Records taken from a collection
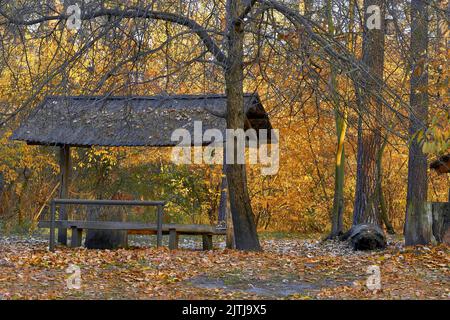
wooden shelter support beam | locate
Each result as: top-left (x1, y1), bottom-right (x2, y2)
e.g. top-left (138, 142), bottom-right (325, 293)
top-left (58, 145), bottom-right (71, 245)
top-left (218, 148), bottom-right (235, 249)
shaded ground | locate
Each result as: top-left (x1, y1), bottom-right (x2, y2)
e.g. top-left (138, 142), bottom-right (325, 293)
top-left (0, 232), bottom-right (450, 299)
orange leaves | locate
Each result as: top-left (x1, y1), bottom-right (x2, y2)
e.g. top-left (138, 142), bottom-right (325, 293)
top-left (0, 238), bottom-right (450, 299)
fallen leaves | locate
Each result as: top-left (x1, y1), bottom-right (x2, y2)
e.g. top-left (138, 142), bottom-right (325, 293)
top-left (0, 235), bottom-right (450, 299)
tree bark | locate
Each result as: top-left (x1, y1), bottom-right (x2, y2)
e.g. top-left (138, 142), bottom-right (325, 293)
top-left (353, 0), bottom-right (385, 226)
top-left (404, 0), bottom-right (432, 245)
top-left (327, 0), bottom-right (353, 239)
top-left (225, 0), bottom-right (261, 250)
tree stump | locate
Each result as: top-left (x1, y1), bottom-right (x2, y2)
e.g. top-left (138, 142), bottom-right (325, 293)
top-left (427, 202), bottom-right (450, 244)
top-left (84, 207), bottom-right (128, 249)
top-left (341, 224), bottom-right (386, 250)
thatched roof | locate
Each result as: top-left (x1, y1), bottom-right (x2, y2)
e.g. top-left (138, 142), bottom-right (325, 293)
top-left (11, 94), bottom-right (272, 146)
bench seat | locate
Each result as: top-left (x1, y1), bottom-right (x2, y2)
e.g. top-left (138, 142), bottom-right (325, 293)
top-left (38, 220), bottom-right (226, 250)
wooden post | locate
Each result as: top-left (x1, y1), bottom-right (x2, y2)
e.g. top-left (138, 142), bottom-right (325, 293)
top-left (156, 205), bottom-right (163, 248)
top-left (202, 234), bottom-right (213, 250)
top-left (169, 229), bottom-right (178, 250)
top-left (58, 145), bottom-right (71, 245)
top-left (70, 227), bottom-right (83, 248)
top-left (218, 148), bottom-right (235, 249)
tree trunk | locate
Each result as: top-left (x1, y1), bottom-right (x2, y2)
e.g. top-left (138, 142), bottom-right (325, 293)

--

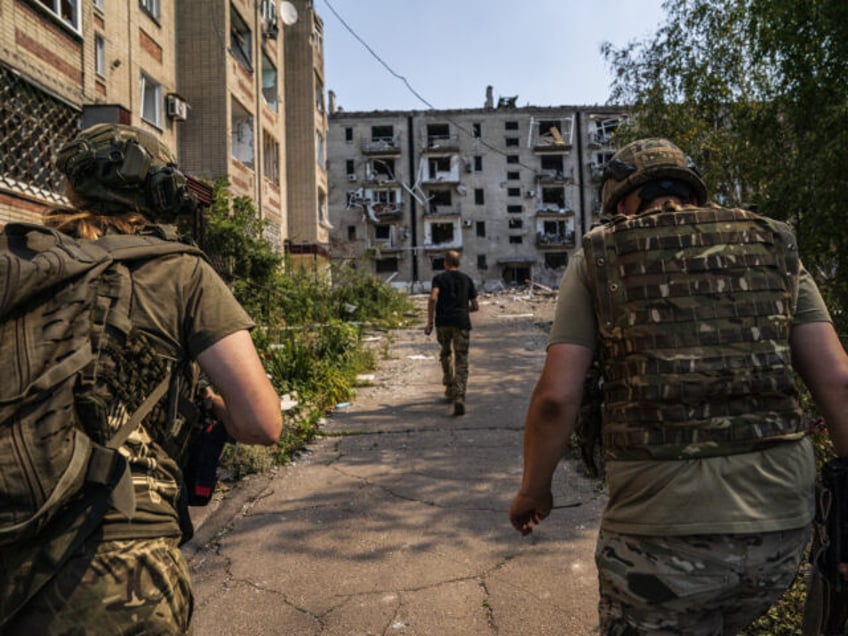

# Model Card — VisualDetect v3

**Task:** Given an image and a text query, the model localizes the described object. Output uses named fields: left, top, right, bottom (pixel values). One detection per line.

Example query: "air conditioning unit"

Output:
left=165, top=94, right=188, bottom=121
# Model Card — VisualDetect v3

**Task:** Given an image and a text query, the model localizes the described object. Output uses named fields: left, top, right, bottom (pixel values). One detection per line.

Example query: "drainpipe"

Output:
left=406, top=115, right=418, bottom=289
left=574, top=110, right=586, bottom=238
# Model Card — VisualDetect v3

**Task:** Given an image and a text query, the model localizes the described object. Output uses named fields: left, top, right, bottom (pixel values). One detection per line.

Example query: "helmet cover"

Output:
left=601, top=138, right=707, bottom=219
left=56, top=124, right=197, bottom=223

Do this: Render the lines from the one holding "bench seat | locate" through the one holding "top-left (38, 220), bottom-right (226, 250)", inclusive, as a two-column CSV with the headers request and boxes. Give one row per request, putting its text and its answer each in a single quoted field with line breaks replaced by spaces.

Final result:
request,boxes
"bench seat | locate Each result as: top-left (x1, y1), bottom-right (x2, y2) e.g. top-left (138, 142), bottom-right (325, 293)","top-left (38, 220), bottom-right (226, 250)"